[Problem description] Would you restate all the entries exactly, leaving nothing out?

───

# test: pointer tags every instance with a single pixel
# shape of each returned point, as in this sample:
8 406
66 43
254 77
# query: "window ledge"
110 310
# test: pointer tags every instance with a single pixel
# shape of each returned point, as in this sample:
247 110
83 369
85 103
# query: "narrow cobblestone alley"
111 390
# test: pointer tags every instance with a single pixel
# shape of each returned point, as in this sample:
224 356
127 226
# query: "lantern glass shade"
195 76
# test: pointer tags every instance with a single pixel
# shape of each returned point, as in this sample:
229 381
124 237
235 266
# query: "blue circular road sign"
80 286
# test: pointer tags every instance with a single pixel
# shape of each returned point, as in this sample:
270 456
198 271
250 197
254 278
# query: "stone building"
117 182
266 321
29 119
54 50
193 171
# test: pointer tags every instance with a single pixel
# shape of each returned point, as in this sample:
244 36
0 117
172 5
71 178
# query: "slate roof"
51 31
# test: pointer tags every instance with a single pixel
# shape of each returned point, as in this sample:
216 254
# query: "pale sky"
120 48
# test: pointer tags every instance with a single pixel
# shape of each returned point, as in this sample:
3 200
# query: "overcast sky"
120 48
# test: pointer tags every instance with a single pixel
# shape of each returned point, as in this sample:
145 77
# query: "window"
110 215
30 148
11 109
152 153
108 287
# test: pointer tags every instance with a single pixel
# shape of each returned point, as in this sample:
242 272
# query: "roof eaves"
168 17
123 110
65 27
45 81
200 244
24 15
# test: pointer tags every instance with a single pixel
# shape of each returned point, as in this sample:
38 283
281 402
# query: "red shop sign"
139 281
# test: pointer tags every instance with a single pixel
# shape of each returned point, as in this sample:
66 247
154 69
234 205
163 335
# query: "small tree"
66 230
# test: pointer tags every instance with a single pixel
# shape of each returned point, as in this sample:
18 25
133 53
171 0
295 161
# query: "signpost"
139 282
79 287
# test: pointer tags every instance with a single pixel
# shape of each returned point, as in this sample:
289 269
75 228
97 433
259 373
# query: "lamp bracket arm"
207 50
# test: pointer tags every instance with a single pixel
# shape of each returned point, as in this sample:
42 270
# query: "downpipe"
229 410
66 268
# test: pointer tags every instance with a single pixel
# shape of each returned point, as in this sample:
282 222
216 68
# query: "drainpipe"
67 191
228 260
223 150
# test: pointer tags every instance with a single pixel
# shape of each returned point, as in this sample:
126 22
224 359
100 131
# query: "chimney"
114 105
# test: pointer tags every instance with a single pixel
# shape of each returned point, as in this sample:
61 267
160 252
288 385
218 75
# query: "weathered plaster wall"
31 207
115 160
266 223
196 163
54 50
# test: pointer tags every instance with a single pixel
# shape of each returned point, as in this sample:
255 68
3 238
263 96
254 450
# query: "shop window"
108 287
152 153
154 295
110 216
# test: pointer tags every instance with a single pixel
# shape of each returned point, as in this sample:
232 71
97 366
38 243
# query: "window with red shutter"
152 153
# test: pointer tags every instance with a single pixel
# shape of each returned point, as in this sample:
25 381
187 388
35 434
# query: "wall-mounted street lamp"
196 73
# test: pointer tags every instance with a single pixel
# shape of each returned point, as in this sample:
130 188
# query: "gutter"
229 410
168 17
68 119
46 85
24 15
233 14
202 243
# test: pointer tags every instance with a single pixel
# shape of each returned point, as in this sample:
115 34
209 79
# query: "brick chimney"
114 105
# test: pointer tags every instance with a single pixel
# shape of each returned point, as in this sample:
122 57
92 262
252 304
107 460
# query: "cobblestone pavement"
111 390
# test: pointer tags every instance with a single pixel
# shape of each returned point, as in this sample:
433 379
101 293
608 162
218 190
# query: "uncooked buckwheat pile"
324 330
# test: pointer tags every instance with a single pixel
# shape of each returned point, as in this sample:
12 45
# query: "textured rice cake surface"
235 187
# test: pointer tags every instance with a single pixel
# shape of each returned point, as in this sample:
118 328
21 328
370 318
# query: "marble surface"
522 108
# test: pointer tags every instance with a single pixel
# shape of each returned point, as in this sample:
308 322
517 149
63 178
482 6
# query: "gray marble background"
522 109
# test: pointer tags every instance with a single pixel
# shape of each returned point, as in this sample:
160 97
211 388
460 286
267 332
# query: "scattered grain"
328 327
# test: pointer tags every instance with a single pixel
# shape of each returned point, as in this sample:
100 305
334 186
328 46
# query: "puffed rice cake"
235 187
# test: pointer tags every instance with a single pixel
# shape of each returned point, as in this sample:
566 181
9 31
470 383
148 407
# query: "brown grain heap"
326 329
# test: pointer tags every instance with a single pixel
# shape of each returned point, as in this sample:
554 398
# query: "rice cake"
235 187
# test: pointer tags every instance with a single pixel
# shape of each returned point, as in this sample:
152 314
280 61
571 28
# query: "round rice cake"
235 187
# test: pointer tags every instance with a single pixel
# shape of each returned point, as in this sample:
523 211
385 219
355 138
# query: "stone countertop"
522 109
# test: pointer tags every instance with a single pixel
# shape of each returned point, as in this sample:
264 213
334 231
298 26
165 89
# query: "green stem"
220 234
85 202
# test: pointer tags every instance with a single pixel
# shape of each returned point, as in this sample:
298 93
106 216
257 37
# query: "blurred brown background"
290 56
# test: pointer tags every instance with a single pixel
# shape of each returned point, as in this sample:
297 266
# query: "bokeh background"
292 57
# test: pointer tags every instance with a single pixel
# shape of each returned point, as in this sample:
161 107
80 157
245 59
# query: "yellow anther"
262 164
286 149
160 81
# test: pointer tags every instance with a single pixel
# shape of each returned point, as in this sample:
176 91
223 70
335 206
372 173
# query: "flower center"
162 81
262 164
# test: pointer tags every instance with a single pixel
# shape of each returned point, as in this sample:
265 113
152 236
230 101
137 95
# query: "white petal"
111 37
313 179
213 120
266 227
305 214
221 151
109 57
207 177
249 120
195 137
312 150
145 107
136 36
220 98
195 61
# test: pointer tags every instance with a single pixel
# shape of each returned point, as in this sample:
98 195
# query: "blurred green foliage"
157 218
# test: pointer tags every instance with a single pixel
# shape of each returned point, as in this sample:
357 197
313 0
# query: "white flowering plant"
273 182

───

[Problem solution]
# test: pointer tags every instance with a single pixel
# shape of each returned point, as in this sample:
8 406
66 43
254 77
# query: "window ledge"
110 310
# test: pointer tags every instance with a single pixel
# shape of each returned point, as in this sample:
247 110
83 369
85 103
# query: "narrow cobblestone alley"
111 390
# test: pointer tags every instance with a single pixel
# shape of each returned point, as in this sample:
224 356
127 226
# query: "lantern glass shade"
195 76
# test: pointer tags every instance with a single pixel
# shape of each returned point, as in this sample:
229 381
124 237
235 266
# query: "blue circular road sign"
80 286
# test: pointer tags every instance with a single pixel
# shape of each returned point, as in this sample:
270 456
198 271
250 197
254 278
# query: "stone building"
117 182
266 321
29 119
54 50
193 171
# test: pointer tags every instance with a single pixel
# shape of each returned point, as in this sample:
244 36
0 117
172 5
71 178
# query: "slate roof"
51 31
# test: pointer tags every instance with a single pixel
# shape of each returned point, as in this sample:
216 254
# query: "pale sky"
120 48
# test: pointer tags every instance with a single pixel
# shape of each returned point, as in this sample:
3 200
# query: "overcast sky"
120 48
# test: pointer tags every instance with a single pixel
# shape of each returned point, as in this sample:
145 77
# query: "window"
110 215
30 148
11 109
152 153
108 287
# test: pointer tags every instance with a single pixel
# shape of each returned point, as in this sample:
242 272
# query: "roof eaves"
168 17
123 110
65 27
45 81
200 244
24 15
# test: pointer tags every instance with a single pixel
# shape of each returned point, as in this sample:
38 283
281 402
# query: "red shop sign"
139 281
# test: pointer tags every instance with a single pixel
# shape of each returned point, as in this sample:
66 247
154 69
234 205
163 335
# query: "small tree"
66 230
# test: pointer tags every instance with a single pixel
# shape of each returned point, as in this sample:
18 25
133 53
171 0
295 161
# query: "signpost"
139 282
79 287
# test: pointer tags every instance with a single pixel
# shape of each returned point, as in this sample:
289 269
75 228
97 433
259 373
# query: "lamp bracket arm"
207 50
# test: pointer tags every instance with a single pixel
# shape of each returned point, as in this sample:
42 270
# query: "downpipe"
229 410
66 268
# test: pointer tags every instance with a single pixel
# shape of each returned point, as in this sample:
282 222
216 68
# query: "drainpipe"
67 191
228 260
223 150
# test: pointer tags every instance with a single pixel
# shape of each returned point, as in this sample:
126 22
224 359
100 131
# query: "chimney"
114 105
# test: pointer tags every instance with a single pixel
# shape of each returned point, as in this sample:
61 267
160 252
288 385
218 75
# query: "weathered plaster wall"
31 207
115 160
266 223
196 163
54 50
# test: pointer tags every instance with a single pixel
# shape of each returned point, as in this sample:
255 68
3 238
263 96
254 450
# query: "shop window"
108 287
152 153
154 295
110 216
# test: pointer tags every instance with a single pixel
# shape of each returned point, as in this sample:
232 71
97 366
38 243
# query: "window with red shutter"
152 153
# test: pointer tags every instance with a single pixel
# shape of each returned point, as in this sample:
25 381
187 388
35 434
# query: "wall-mounted street lamp"
196 73
# test: pointer tags every instance with a single pixel
# shape of each returned point, as in this sample:
130 188
# query: "gutter"
229 410
168 17
68 119
46 85
24 15
233 14
202 243
# test: pointer tags every instance with a single pixel
# shape of each returned point, as in this sample:
115 34
209 79
# query: "brick chimney"
114 105
# test: pointer tags every instance with a single pixel
# shape of each returned point, as in this sample:
122 57
92 262
252 304
107 460
# query: "cobblestone pavement"
111 390
# test: pointer tags every instance with a single pixel
# shape of each returned point, as in this sample:
433 379
101 293
608 162
218 190
# query: "uncooked buckwheat pile"
324 330
# test: pointer tags every instance with a single pixel
# shape of each returned point, as in this sample:
12 45
# query: "textured rice cake surface"
235 187
# test: pointer tags every instance with a single pixel
# shape of each returned point, as in this sample:
118 328
21 328
370 318
# query: "marble surface"
522 108
# test: pointer tags every instance with a single pixel
# shape of each returned point, as in this sample:
308 322
517 149
63 178
482 6
# query: "gray marble background"
522 109
# test: pointer tags every instance with a single pixel
# shape of each returned point, as in this sample:
160 97
211 388
460 286
267 332
# query: "scattered grain"
328 327
# test: pointer tags every instance with a single pixel
# shape of each returned point, as in this sample:
100 305
334 186
328 46
# query: "puffed rice cake"
235 187
# test: pointer tags every instance with a single pixel
# shape of each returned point, as in this sample:
566 181
9 31
470 383
148 407
# query: "brown grain heap"
326 329
# test: pointer tags every instance with a single pixel
# shape of each returned point, as in this sample:
554 398
# query: "rice cake"
235 187
# test: pointer tags every instance with a single pixel
# shape of each returned point, as in this sample:
152 314
280 61
571 28
# query: "round rice cake"
235 187
# test: pointer tags every instance with a single pixel
# shape of each returned point, as in this sample:
523 211
385 219
355 138
# query: "stone countertop"
522 109
# test: pointer tags every instance with a single pixel
# shape of each returned point, as in this sample:
264 213
334 231
298 26
165 89
# query: "green stem"
220 234
85 202
# test: pointer tags every instance with a single pixel
# shape of each returned point, as in this sample:
298 93
106 216
257 37
# query: "blurred brown background"
290 56
# test: pointer tags every instance with a single pixel
# shape of each returned point, as in this sample:
297 266
# query: "bokeh background"
292 57
# test: pointer tags every instance with a single pixel
# shape of each returned point, as in this sample:
161 107
80 157
245 59
# query: "yellow anther"
262 164
286 149
160 81
# test: pointer tags every instance with a single pixel
# shape of each returned point, as in this sample:
176 91
223 70
335 206
372 173
# query: "flower center"
162 81
262 164
# test: pointer tags every instance with a single pixel
# shape of each returned point, as in this sample:
265 113
152 236
230 101
137 95
# query: "white petal"
111 37
313 179
213 120
266 227
305 214
221 151
109 57
207 177
249 120
195 137
312 150
145 107
136 36
220 98
195 61
# test: pointer tags every instance with a single pixel
# shape of each returned point, as in this sample:
98 195
# query: "blurred green foliage"
157 218
# test: pointer tags every instance with a single pixel
# shape of each returned point, as in this sample:
357 197
313 0
# query: "white flowering plant"
273 182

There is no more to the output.